| 执行任务 |
从记录的第一行开始逐字照抄，抄到含有“x=425, y=337”的那一行为止，这一行也要抄上。

| 提取信息 |
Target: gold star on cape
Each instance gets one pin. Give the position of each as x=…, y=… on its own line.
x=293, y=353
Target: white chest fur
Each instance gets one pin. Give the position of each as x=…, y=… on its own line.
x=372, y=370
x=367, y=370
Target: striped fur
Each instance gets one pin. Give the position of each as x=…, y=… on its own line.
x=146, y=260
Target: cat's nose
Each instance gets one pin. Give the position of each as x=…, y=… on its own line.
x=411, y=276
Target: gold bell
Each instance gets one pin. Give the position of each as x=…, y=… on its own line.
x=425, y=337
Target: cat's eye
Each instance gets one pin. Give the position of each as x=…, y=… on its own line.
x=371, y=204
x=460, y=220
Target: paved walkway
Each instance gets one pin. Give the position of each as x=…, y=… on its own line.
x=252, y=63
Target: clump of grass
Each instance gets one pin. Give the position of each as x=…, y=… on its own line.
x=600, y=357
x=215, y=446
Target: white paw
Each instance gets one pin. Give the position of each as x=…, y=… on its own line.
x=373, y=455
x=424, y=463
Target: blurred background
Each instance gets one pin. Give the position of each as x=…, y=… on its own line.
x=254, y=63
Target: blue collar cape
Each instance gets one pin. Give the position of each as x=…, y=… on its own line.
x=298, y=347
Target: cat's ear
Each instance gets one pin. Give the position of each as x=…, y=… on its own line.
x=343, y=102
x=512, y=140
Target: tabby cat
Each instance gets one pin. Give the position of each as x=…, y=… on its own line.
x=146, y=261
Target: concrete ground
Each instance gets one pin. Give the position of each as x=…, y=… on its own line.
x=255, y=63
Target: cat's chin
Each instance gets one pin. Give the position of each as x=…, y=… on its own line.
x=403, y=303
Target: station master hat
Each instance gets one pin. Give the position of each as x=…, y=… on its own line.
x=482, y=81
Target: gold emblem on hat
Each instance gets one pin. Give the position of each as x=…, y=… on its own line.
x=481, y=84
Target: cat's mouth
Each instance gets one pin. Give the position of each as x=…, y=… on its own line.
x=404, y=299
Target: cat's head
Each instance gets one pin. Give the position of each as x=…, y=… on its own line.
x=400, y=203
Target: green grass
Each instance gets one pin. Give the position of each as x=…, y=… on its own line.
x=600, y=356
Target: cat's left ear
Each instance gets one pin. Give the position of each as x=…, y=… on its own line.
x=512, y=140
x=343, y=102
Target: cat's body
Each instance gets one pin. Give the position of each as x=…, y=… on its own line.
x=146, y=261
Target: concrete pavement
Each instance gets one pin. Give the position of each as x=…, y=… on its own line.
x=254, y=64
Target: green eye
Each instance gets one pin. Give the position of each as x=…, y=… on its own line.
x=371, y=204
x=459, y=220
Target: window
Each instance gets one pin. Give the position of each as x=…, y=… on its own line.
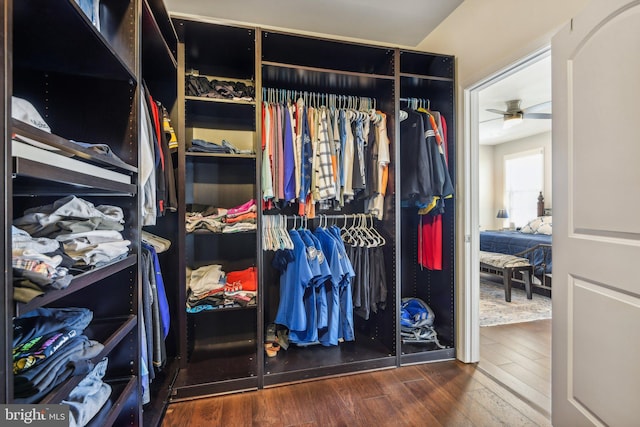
x=524, y=180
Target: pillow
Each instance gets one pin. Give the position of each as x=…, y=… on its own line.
x=539, y=225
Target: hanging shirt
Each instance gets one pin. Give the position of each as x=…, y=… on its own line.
x=324, y=171
x=267, y=178
x=347, y=157
x=289, y=178
x=383, y=159
x=295, y=275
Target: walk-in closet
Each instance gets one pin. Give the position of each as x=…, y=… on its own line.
x=71, y=208
x=268, y=190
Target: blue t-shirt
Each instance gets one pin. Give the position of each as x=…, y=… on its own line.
x=320, y=272
x=331, y=335
x=294, y=279
x=346, y=299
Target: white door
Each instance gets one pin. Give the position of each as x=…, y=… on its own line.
x=596, y=227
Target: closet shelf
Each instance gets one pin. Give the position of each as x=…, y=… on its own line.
x=223, y=309
x=221, y=155
x=78, y=282
x=427, y=77
x=37, y=43
x=121, y=391
x=22, y=129
x=220, y=100
x=219, y=115
x=155, y=43
x=32, y=165
x=161, y=17
x=108, y=332
x=211, y=233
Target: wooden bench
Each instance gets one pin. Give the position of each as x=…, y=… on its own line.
x=509, y=267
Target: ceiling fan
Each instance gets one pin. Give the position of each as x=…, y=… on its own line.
x=515, y=113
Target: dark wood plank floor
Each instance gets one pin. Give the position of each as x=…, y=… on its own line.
x=519, y=357
x=433, y=394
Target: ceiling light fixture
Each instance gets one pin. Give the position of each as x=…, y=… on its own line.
x=512, y=120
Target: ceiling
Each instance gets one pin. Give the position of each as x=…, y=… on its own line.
x=532, y=85
x=399, y=22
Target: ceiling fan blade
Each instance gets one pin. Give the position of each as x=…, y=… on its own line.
x=538, y=107
x=491, y=120
x=537, y=115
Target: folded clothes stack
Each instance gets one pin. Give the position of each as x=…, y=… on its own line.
x=210, y=288
x=221, y=220
x=70, y=234
x=49, y=346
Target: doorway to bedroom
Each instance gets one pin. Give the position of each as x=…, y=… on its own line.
x=514, y=211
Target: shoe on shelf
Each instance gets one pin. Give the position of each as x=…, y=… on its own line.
x=270, y=334
x=271, y=348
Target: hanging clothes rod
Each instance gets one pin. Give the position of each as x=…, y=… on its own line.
x=317, y=98
x=323, y=216
x=418, y=102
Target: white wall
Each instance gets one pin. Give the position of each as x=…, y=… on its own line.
x=499, y=152
x=488, y=35
x=487, y=188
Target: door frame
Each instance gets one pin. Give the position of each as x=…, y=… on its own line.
x=469, y=315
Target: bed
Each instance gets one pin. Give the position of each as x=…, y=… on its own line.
x=533, y=241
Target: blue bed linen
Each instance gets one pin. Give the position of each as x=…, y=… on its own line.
x=513, y=242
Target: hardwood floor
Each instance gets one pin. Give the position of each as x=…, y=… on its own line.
x=519, y=357
x=433, y=394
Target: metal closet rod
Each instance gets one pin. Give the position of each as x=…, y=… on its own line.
x=323, y=216
x=339, y=101
x=419, y=101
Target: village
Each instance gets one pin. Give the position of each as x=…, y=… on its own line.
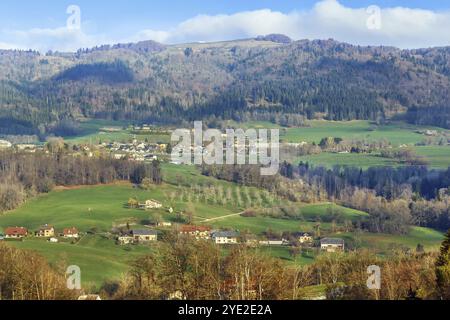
x=127, y=235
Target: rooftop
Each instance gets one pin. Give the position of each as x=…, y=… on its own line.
x=335, y=241
x=144, y=232
x=225, y=234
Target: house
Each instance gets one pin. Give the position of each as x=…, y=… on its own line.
x=90, y=297
x=251, y=240
x=15, y=232
x=125, y=239
x=5, y=144
x=150, y=204
x=46, y=231
x=144, y=235
x=225, y=237
x=198, y=232
x=303, y=237
x=70, y=233
x=332, y=244
x=272, y=242
x=164, y=224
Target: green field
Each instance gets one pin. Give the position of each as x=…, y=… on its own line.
x=429, y=238
x=397, y=133
x=93, y=132
x=347, y=159
x=96, y=209
x=438, y=156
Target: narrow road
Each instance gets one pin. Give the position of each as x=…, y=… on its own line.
x=223, y=217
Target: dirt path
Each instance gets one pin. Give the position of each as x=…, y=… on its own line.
x=223, y=217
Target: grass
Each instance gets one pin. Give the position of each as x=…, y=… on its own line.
x=92, y=132
x=429, y=238
x=438, y=156
x=99, y=259
x=347, y=159
x=100, y=207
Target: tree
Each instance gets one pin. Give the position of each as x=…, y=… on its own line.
x=146, y=184
x=133, y=203
x=443, y=269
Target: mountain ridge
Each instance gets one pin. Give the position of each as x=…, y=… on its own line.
x=312, y=78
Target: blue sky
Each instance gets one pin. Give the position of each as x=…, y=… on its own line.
x=40, y=24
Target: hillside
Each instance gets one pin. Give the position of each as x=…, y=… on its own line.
x=252, y=78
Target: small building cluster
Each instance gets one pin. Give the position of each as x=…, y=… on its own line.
x=45, y=231
x=138, y=237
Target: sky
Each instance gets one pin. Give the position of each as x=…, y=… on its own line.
x=48, y=24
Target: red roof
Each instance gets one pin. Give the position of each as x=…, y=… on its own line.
x=16, y=231
x=189, y=229
x=70, y=231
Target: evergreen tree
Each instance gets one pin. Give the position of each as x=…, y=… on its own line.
x=443, y=269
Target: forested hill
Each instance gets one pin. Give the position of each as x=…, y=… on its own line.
x=237, y=79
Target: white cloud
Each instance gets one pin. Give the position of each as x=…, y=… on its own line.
x=401, y=27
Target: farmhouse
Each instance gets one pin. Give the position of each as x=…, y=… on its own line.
x=303, y=237
x=225, y=237
x=46, y=231
x=150, y=204
x=332, y=244
x=271, y=242
x=125, y=239
x=5, y=144
x=144, y=235
x=164, y=224
x=70, y=233
x=15, y=232
x=198, y=232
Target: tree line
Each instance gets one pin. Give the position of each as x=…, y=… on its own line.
x=24, y=175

| 本题答案 |
Target: gold star on cape
Each instance gets one pin. Give the position of each as x=…, y=… on its own line.
x=293, y=353
Target: white chest fur
Each instance gets one pin. Give the position of each as x=…, y=… on its own line.
x=372, y=370
x=367, y=370
Target: striped fur
Each instance gets one pin. Give the position of each as x=…, y=… on its own line.
x=146, y=260
Target: cat's nose
Each instance gets one pin. Give the position of each as x=…, y=… on its own line.
x=411, y=276
Target: gold bell
Each instance gets one pin. Give the position of each as x=…, y=… on its own line.
x=425, y=337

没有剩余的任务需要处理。